◆ EXERCISE OBJECTIVE ◆
In exact form, please repeat the records from their opening line down to the line with "660V661L1338 659ZM1330 673L1262", including that line.

** TASK MATERIAL follows **

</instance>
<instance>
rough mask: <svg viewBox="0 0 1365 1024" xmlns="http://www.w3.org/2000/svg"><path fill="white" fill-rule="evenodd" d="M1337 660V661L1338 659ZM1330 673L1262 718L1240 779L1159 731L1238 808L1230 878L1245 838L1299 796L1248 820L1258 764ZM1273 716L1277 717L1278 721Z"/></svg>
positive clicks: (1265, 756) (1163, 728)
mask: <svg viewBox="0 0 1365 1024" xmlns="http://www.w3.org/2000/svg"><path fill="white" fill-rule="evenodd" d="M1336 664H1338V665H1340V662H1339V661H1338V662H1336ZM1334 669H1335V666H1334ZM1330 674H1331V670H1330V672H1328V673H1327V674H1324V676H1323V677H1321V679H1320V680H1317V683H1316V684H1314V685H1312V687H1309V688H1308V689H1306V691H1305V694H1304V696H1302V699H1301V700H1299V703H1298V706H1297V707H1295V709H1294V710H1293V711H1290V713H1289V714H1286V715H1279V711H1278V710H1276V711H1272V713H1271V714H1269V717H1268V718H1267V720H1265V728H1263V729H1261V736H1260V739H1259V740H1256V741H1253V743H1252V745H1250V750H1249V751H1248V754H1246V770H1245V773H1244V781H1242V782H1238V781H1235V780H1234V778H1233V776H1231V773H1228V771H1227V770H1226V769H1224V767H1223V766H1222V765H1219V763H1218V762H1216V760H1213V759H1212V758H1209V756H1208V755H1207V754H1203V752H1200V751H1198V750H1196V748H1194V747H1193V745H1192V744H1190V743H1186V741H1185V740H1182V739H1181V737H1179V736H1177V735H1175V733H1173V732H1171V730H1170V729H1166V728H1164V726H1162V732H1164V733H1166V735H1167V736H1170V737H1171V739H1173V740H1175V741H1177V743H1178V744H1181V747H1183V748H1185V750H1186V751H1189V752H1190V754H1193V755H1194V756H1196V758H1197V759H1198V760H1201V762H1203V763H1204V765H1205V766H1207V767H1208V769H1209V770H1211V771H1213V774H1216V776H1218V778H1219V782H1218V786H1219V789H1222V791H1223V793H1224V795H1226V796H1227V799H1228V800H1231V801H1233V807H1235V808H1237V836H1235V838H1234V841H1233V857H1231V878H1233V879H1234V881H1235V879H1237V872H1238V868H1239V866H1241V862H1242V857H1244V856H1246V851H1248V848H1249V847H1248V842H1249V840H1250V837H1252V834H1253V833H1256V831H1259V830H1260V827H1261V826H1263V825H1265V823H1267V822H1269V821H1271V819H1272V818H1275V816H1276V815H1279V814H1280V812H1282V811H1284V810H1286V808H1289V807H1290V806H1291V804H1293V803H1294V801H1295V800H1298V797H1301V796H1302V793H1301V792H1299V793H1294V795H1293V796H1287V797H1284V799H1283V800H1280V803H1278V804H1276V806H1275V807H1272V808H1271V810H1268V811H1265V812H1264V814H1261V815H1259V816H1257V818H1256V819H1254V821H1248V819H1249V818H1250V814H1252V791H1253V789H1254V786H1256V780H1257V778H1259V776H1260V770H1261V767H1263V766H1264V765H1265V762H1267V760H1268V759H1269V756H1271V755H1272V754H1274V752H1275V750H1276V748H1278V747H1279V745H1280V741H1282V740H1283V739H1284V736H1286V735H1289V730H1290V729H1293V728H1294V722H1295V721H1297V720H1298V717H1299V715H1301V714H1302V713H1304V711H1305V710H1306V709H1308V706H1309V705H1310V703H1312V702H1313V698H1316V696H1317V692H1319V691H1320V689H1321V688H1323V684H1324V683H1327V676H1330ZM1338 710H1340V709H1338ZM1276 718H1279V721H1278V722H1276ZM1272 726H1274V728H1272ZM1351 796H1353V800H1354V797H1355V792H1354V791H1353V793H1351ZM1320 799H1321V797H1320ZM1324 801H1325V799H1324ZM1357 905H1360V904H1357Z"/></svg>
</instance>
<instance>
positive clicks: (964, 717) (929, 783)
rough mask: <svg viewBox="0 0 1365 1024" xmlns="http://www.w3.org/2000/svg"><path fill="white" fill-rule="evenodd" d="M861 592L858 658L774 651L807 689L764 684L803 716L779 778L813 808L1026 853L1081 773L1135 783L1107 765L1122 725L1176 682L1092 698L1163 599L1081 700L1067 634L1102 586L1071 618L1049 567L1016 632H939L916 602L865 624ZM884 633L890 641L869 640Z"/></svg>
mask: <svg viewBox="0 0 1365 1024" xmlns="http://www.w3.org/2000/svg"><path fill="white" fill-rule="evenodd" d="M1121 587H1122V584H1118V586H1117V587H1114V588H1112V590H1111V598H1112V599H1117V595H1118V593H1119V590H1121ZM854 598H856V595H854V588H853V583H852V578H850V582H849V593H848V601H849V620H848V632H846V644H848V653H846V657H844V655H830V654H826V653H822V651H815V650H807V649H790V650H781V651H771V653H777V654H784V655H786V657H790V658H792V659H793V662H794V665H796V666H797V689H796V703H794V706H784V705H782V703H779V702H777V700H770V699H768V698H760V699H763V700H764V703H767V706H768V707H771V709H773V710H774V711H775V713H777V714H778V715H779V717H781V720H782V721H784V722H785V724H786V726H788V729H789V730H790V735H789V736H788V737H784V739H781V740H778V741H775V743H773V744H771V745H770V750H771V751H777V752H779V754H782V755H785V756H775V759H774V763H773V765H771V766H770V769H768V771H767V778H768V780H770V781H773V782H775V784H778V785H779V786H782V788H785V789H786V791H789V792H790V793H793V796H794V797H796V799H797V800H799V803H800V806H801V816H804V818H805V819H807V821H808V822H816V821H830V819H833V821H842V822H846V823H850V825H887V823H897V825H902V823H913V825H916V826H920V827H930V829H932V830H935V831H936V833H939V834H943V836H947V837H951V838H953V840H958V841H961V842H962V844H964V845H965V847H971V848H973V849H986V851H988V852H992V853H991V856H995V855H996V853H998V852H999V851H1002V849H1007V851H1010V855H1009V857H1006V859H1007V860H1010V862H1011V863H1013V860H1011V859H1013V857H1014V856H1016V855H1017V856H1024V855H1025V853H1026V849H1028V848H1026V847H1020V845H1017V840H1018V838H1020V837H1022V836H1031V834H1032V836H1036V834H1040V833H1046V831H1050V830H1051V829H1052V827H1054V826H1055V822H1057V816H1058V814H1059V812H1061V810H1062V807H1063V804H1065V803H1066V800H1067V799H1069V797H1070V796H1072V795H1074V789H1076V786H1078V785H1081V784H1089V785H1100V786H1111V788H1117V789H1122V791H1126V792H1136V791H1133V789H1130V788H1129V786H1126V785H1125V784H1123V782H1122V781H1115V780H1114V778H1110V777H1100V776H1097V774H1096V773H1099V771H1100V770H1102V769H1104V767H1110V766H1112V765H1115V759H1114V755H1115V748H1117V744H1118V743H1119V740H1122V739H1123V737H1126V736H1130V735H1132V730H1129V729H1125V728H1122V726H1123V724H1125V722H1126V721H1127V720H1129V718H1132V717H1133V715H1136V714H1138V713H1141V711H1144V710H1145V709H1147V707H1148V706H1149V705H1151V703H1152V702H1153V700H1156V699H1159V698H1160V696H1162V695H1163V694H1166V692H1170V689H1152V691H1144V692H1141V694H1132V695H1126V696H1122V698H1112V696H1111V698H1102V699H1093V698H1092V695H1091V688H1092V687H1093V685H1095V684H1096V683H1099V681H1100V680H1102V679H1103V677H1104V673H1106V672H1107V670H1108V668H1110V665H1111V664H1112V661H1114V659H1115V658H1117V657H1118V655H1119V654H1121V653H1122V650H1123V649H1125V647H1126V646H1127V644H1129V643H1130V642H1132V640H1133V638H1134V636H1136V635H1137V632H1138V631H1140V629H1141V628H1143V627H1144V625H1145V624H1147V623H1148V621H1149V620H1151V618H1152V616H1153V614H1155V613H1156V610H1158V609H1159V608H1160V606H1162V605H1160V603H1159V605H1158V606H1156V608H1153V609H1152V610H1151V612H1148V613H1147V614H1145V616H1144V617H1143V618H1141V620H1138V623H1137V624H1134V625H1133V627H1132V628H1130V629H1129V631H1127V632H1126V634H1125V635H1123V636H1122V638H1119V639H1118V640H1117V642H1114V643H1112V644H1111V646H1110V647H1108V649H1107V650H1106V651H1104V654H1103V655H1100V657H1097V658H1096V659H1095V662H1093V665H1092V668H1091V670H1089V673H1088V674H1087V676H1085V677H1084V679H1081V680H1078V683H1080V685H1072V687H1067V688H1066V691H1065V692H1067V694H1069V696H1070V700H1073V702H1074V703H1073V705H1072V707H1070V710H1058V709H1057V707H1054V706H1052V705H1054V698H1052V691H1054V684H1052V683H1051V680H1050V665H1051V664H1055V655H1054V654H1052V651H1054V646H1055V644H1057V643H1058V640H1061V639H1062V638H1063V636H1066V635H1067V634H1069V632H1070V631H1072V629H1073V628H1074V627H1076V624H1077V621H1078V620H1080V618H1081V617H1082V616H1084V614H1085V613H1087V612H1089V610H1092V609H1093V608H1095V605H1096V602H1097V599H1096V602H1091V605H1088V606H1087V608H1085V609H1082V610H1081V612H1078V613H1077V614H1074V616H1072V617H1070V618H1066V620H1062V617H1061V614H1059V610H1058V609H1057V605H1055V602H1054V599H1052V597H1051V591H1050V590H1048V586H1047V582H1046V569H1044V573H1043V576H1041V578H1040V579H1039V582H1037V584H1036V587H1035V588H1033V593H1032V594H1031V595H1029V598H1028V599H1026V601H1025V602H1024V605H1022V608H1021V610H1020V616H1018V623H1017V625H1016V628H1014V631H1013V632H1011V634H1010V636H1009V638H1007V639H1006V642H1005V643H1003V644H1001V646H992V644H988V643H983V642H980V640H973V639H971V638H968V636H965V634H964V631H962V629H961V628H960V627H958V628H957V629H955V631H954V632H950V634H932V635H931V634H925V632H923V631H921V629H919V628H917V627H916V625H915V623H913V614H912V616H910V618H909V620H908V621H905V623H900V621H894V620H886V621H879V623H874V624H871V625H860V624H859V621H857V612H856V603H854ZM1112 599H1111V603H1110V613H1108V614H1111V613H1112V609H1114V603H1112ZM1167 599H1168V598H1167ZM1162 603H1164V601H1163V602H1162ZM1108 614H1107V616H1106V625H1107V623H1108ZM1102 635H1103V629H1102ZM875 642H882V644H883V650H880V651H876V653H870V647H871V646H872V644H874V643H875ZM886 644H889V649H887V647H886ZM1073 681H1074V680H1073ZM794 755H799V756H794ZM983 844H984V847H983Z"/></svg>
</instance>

** End of TASK MATERIAL **

◆ REPLY TO THE TASK ◆
</instance>
<instance>
rough mask: <svg viewBox="0 0 1365 1024" xmlns="http://www.w3.org/2000/svg"><path fill="white" fill-rule="evenodd" d="M1337 660V661L1338 659ZM1330 673L1262 718L1240 779L1159 731L1238 808L1230 878L1245 838L1299 796L1248 820L1258 764ZM1273 716L1277 717L1278 721Z"/></svg>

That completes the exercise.